* **Quoted passage**:
++++++++

Close your eyes for a moment and think about the word manufacturing. What image came to mind? Did you think of smokestacks? You’re not alone. Valid or not, many people equate manufacturing with pollution. Indeed, the phrase smokestack industry is often synonymous with manufacturing as a whole, even if a steel mill and, say, a medical device assembly plant are polar opposites.
That’s unfortunate. For one, it doesn’t help efforts to get young people interested in manufacturing careers. More importantly, U.S. manufacturers have cleaned up their act considerably. Despite claims to the contrary, they did not offshore their most environmentally harmful industries to countries with lax pollution laws.
In a new study, Arik Levinson, a professor of economics at Georgetown University, shows that emissions reductions by U.S. manufacturers over a 20-year period are the result of process improvements rather than offshoring.
From 1990 to 2008, U.S. manufacturing output grew, while pollution emitted by manufacturers fell. One explanation for this trend is that we merely offshored our most polluting industries. Another explanation is that manufacturers adopted cleaner production processes. By implementing cleaner fuels, less energy-intensive processes, pollution-control technologies and recycling, the U.S. is producing the same volume of goods as before with less pollution.
To resolve the issue, Levinson used historical data on the pollution intensity of 400 U.S. manufacturing industries to estimate the impact of adopting cleaner production processes on emissions from 1990 to 2008. He created an index of technological change that compares actual pollution levels to what pollution levels would have been if pollution intensities were allowed to change over time, but manufacturing output and the mix of goods produced remained fixed at 1990 levels.
This approach is different from previous studies, which measured the effect of cleaner processes as a residual. In other words, when researchers examined the change in the pollution-to-output ratio, whatever reductions that couldn’t be attributed to more easily quantified variables must therefore be the result of process improvements. Levinson argues this methodology overstated emissions reductions resulting from offshoring pollution-intensive industries.

++++++++

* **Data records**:

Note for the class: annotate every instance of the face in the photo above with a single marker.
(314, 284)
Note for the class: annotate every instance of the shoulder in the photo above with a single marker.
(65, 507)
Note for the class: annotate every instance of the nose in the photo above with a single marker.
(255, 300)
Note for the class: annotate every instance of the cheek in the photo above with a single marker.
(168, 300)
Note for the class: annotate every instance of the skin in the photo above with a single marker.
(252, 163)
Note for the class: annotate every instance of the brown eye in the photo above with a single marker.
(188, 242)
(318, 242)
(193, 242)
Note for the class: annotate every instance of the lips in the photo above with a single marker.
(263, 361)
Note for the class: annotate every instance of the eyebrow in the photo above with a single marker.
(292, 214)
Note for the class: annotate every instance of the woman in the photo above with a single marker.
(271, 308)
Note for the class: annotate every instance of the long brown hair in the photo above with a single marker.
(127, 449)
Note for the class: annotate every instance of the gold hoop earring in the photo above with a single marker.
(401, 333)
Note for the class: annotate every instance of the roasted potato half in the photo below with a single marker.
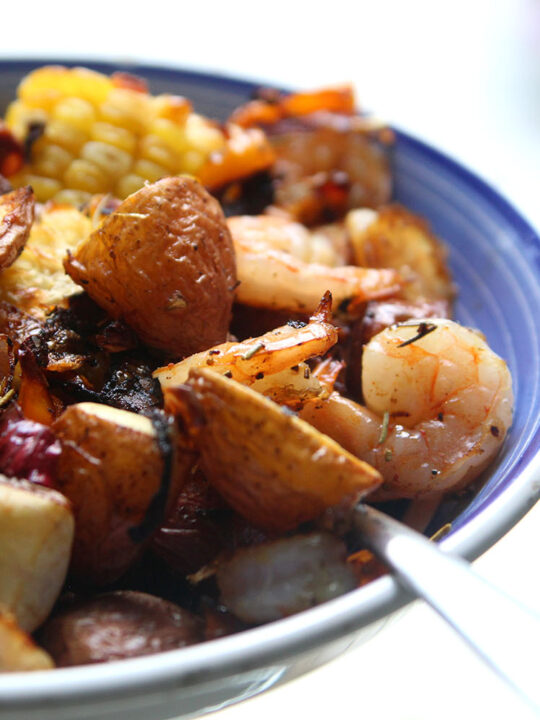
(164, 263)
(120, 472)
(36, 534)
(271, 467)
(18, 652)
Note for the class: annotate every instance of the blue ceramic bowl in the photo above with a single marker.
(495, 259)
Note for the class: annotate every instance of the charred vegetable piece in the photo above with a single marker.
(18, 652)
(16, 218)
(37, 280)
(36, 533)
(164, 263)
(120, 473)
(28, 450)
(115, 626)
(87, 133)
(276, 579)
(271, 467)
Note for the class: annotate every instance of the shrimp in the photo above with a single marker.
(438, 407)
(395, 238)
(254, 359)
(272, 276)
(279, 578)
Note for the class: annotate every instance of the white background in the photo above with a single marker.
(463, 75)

++++++++

Answer these questions about the article on U.S. manufacturing emissions:
1. What position does Arik Levinson hold, and at which university?
2. Historical pollution-intensity data from how many U.S. manufacturing industries did Levinson use?
3. How did previous studies measure the effect of cleaner processes?

* **Written solution**:
1. He is a professor of economics at Georgetown University.
2. 400.
3. They measured it as a residual.